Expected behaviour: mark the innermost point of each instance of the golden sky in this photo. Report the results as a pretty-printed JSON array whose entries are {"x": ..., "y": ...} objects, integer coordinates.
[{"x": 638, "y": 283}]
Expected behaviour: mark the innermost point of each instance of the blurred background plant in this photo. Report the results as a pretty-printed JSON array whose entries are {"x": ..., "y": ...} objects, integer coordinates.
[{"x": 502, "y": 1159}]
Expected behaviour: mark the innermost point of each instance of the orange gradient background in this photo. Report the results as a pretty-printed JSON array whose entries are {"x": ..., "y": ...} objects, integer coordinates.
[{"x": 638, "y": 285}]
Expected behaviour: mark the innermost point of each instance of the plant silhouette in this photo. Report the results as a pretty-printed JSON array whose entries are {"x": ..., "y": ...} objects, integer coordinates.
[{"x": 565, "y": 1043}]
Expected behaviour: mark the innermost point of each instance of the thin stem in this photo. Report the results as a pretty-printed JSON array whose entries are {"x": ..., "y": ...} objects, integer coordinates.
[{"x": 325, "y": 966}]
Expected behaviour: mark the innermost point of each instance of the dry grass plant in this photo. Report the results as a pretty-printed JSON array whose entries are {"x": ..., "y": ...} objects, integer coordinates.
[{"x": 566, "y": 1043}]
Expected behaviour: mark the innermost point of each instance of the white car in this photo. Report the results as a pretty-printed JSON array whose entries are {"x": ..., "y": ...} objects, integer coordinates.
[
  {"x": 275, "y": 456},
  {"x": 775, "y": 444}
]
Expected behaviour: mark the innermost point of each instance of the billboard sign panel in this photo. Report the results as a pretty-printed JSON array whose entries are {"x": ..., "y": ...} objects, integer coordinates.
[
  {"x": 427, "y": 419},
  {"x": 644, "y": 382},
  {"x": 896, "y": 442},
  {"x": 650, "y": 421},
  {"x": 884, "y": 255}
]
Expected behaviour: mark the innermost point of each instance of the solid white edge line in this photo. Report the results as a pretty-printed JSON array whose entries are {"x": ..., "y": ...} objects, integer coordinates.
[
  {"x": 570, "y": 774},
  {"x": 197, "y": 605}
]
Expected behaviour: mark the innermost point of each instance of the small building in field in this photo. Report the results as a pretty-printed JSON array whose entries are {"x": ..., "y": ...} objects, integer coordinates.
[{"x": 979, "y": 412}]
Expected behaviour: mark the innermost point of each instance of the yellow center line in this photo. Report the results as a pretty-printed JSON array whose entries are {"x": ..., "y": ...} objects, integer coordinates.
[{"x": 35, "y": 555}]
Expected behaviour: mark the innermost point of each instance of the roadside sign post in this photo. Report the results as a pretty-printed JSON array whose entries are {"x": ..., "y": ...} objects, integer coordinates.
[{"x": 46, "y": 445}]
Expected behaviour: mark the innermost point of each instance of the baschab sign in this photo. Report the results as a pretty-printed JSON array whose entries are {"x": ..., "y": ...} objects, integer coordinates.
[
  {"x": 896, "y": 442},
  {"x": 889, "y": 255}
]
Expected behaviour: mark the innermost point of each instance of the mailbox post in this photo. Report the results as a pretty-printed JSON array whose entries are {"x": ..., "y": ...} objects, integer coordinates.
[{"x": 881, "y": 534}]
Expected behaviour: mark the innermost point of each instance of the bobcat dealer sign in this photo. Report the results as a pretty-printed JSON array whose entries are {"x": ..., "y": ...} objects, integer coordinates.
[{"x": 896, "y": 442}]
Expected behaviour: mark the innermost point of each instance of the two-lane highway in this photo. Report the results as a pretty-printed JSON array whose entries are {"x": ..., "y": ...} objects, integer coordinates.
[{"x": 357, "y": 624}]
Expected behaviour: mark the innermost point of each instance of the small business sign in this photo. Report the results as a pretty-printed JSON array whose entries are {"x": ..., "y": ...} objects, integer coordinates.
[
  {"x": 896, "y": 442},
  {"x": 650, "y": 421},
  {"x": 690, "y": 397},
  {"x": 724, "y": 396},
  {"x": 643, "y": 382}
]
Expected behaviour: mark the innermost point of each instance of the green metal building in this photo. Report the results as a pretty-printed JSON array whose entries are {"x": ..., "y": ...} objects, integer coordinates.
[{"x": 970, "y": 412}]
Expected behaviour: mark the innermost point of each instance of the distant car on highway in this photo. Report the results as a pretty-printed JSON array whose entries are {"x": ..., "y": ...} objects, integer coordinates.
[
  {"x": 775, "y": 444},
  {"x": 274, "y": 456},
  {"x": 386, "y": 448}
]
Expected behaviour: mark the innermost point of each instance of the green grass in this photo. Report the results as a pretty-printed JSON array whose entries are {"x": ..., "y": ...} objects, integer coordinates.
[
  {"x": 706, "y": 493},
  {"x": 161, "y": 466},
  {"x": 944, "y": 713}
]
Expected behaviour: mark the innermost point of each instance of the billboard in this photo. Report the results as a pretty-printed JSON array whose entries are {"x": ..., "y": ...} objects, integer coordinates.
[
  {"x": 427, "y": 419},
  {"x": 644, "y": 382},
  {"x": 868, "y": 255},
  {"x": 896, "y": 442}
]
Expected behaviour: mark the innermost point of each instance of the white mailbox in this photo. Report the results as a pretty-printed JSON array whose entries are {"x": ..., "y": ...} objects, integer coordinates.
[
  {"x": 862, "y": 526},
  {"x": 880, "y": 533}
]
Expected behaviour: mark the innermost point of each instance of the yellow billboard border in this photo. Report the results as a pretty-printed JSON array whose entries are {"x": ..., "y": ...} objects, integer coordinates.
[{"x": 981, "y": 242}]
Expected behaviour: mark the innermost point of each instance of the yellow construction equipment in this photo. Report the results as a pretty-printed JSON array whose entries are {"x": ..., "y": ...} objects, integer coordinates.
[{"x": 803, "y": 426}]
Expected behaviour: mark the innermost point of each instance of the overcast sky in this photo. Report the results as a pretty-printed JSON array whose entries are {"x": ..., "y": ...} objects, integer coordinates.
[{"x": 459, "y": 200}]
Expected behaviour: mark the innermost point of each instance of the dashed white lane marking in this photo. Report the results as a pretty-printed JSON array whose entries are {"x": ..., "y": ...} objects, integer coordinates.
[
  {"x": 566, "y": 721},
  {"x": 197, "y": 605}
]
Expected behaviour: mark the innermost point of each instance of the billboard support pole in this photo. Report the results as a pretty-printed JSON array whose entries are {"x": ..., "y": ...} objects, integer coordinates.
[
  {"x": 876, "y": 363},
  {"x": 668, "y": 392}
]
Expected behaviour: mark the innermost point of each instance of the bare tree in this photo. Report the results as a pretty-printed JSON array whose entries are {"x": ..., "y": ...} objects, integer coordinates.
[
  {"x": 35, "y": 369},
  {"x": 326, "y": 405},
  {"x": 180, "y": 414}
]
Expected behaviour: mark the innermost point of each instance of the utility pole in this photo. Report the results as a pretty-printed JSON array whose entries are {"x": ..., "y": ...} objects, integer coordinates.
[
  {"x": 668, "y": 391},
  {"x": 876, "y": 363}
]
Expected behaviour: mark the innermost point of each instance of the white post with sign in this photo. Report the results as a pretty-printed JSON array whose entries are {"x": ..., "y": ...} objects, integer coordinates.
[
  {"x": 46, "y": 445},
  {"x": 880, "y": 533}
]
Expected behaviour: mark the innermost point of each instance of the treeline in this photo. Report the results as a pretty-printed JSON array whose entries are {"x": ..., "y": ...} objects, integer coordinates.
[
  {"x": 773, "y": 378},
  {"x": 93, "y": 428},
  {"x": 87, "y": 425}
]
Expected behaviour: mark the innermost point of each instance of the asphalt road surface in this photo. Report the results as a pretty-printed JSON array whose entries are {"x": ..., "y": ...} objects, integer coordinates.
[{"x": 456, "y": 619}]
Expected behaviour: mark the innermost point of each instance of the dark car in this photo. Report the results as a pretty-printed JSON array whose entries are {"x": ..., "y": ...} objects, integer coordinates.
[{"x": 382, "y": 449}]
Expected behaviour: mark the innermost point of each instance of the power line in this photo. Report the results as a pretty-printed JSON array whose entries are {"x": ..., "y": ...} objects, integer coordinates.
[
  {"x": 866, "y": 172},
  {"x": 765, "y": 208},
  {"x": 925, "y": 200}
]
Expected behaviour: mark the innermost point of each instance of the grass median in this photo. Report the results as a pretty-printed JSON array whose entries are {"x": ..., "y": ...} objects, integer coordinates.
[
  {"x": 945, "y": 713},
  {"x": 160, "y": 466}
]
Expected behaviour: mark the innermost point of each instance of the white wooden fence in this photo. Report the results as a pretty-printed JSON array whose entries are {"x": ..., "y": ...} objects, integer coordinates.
------------------------------------
**Description of the task:**
Change "innermost point" to "center point" in the lines running from the one that contains "of the power" through the end of the items, both ends included, and write out only those lines with nothing else altered.

**Response to the task:**
Expected behaviour: mark the center point of each instance of the power line in this photo. Report the results as a pretty-printed JSON array whose entries are {"x": ..., "y": ...} objects, integer coordinates.
[
  {"x": 866, "y": 172},
  {"x": 765, "y": 208},
  {"x": 925, "y": 200}
]
Expected behaviour: mark the center point of each instance of the grass median in this photo. Report the results as a pretty-printed JSON array whose entries are {"x": ..., "y": ...} objects, integer coordinates.
[
  {"x": 945, "y": 713},
  {"x": 160, "y": 466}
]
Expected behaviour: mark the center point of each instance of the white wooden fence in this photo. Report the results as a pretty-printed JSON array whose entries are {"x": ..., "y": ...} objects, integer coordinates.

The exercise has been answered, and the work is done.